** begin GIVEN ENTRIES **
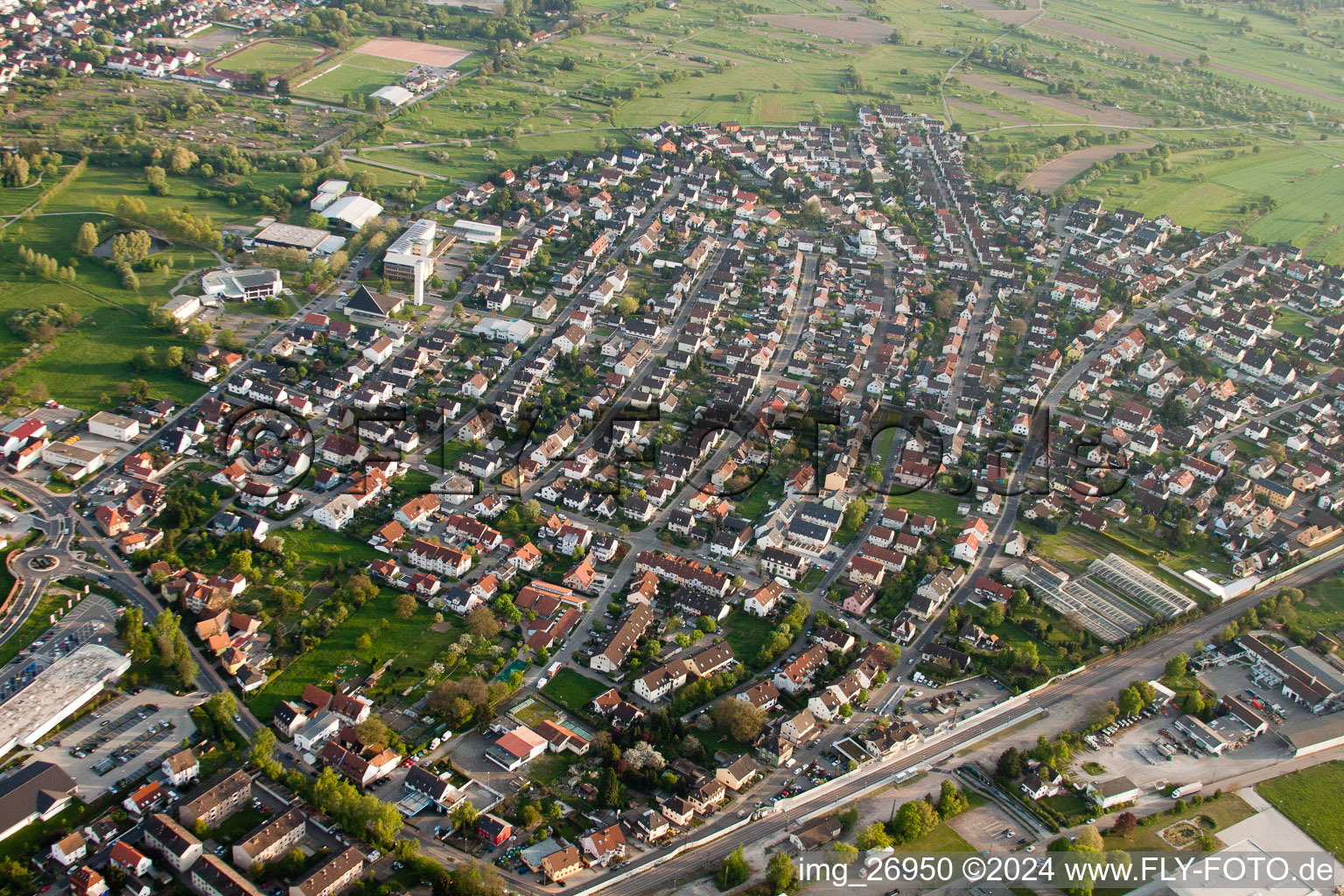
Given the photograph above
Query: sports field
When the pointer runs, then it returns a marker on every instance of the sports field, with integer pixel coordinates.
(272, 57)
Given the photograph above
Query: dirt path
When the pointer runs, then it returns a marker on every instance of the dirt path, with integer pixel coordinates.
(1108, 116)
(1008, 17)
(859, 32)
(1058, 172)
(1007, 117)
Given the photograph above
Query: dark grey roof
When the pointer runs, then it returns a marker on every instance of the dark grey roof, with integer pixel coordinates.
(35, 788)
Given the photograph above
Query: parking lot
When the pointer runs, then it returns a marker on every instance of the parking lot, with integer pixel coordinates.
(120, 738)
(1136, 752)
(92, 620)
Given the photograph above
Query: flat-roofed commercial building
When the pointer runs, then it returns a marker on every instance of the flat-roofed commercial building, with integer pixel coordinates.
(57, 692)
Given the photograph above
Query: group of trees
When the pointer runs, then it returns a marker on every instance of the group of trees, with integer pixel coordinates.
(45, 266)
(42, 324)
(460, 700)
(914, 818)
(784, 634)
(360, 815)
(163, 640)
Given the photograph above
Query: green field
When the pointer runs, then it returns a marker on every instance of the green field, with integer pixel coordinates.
(354, 74)
(1321, 607)
(1213, 188)
(270, 57)
(573, 690)
(93, 356)
(411, 641)
(1300, 797)
(1223, 812)
(746, 634)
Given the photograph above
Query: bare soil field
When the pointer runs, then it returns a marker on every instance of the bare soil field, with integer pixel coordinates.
(414, 52)
(1100, 116)
(858, 32)
(208, 39)
(1008, 17)
(1007, 117)
(1058, 172)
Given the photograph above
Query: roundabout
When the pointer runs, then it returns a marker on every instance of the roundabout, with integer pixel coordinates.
(42, 562)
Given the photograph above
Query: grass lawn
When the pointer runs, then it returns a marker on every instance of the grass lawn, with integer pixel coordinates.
(812, 579)
(272, 57)
(940, 840)
(1301, 797)
(1296, 323)
(347, 77)
(318, 547)
(550, 767)
(237, 825)
(1321, 607)
(928, 502)
(1226, 810)
(573, 690)
(534, 712)
(411, 641)
(756, 501)
(746, 634)
(94, 355)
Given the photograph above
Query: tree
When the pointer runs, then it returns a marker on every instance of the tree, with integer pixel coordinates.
(373, 731)
(158, 180)
(734, 871)
(611, 794)
(1130, 703)
(738, 719)
(262, 752)
(914, 820)
(950, 801)
(780, 872)
(180, 160)
(642, 755)
(87, 240)
(143, 359)
(1010, 765)
(872, 837)
(1125, 823)
(1088, 840)
(843, 852)
(220, 708)
(241, 560)
(481, 622)
(403, 606)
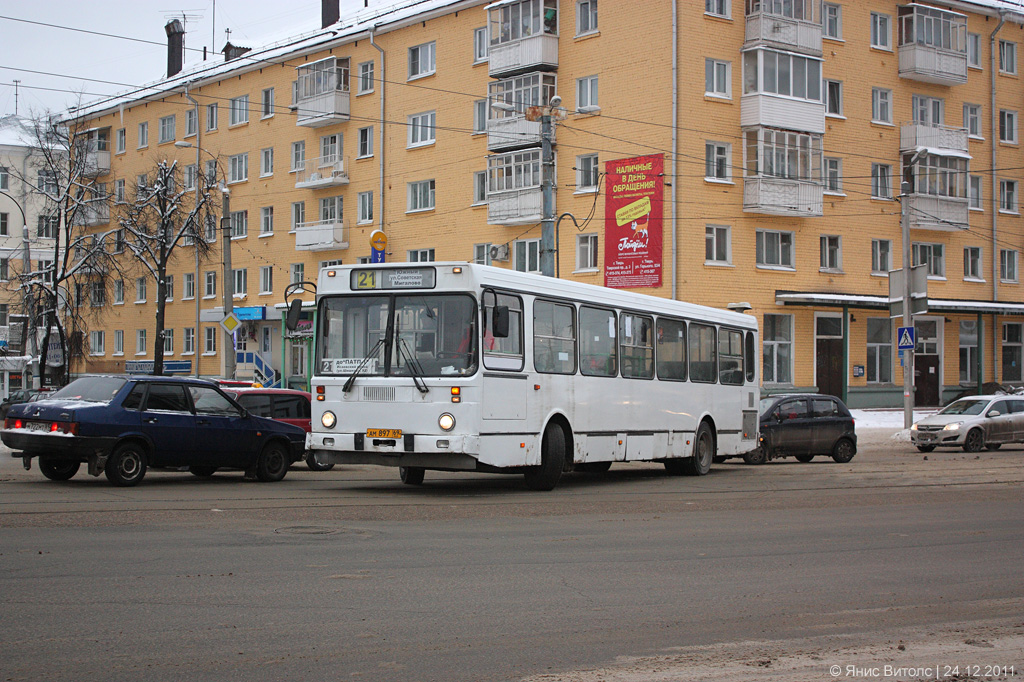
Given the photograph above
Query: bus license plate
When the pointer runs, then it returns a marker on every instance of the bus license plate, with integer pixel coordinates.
(383, 433)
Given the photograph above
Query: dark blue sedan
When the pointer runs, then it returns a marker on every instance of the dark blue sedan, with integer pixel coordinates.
(123, 425)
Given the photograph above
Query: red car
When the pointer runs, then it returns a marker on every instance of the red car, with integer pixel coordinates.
(284, 405)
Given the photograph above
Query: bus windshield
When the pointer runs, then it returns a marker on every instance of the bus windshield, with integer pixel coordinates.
(425, 335)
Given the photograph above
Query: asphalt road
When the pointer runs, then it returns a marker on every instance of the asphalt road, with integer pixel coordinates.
(629, 576)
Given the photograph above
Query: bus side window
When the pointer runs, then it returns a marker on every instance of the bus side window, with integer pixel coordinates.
(671, 349)
(597, 342)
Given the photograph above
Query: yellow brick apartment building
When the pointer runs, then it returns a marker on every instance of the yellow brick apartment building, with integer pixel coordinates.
(785, 128)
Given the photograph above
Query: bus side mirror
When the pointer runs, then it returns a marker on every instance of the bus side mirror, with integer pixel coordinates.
(500, 322)
(294, 312)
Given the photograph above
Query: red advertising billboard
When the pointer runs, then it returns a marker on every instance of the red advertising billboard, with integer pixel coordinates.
(633, 214)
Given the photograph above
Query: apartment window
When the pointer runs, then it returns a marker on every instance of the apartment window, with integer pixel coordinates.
(366, 141)
(366, 82)
(774, 249)
(587, 94)
(239, 111)
(421, 60)
(717, 7)
(834, 97)
(527, 255)
(830, 253)
(717, 78)
(241, 278)
(479, 187)
(480, 44)
(167, 129)
(881, 31)
(1008, 196)
(266, 103)
(880, 351)
(421, 129)
(587, 171)
(240, 223)
(717, 164)
(365, 208)
(933, 256)
(974, 192)
(421, 196)
(832, 20)
(238, 168)
(266, 220)
(587, 252)
(882, 181)
(974, 50)
(972, 262)
(421, 256)
(834, 175)
(777, 367)
(717, 245)
(1008, 57)
(1008, 265)
(266, 162)
(298, 156)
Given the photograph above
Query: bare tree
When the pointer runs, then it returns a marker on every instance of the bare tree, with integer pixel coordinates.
(164, 215)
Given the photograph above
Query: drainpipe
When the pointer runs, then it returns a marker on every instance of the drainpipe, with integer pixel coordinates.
(995, 195)
(383, 84)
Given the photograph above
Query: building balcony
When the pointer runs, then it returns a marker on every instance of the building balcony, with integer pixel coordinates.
(516, 207)
(771, 111)
(321, 236)
(783, 33)
(779, 196)
(948, 214)
(538, 52)
(322, 172)
(940, 139)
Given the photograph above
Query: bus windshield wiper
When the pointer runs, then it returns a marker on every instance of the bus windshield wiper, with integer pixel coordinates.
(351, 378)
(413, 365)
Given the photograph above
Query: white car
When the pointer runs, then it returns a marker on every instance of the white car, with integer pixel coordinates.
(972, 423)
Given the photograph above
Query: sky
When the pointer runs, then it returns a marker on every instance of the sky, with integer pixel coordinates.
(53, 62)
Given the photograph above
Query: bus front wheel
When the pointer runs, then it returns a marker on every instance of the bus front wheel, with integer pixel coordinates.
(546, 476)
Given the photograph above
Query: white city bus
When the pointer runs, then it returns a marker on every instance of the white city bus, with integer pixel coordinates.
(468, 368)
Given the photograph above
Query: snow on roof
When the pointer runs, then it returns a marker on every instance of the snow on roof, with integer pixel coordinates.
(347, 27)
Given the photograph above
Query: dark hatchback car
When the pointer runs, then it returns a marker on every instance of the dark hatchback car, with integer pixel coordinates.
(805, 426)
(122, 425)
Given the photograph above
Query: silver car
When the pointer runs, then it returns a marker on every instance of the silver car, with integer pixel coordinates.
(973, 422)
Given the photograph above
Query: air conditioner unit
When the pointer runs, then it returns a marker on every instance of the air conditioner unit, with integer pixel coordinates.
(500, 252)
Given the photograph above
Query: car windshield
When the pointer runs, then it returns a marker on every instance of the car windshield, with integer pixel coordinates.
(90, 389)
(965, 408)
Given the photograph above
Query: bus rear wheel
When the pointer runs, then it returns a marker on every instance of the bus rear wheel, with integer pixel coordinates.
(546, 476)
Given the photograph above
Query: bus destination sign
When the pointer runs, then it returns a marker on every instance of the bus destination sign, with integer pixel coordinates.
(412, 278)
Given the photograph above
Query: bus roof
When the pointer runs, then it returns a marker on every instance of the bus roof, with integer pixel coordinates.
(470, 276)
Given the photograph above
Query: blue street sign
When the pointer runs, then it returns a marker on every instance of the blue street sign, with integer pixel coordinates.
(905, 338)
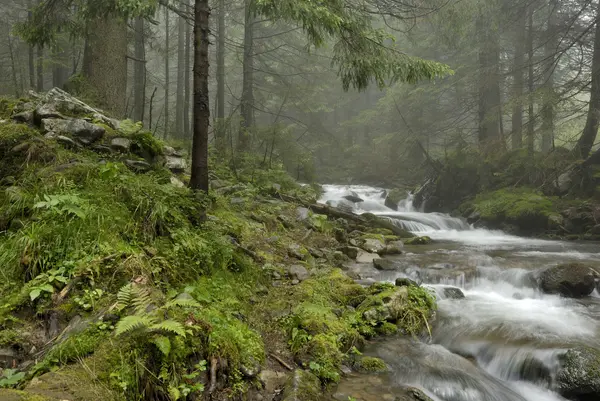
** end GIVEN ENTRIES **
**THE TASK**
Gather every line in the rows above that contains the word "front". Match the capitalization exactly.

**SOLUTION TO THIS TASK**
Query: bus front wheel
When the pointer runs, then it returns a marker on every instance of the bus front wheel, with integer pixel coordinates.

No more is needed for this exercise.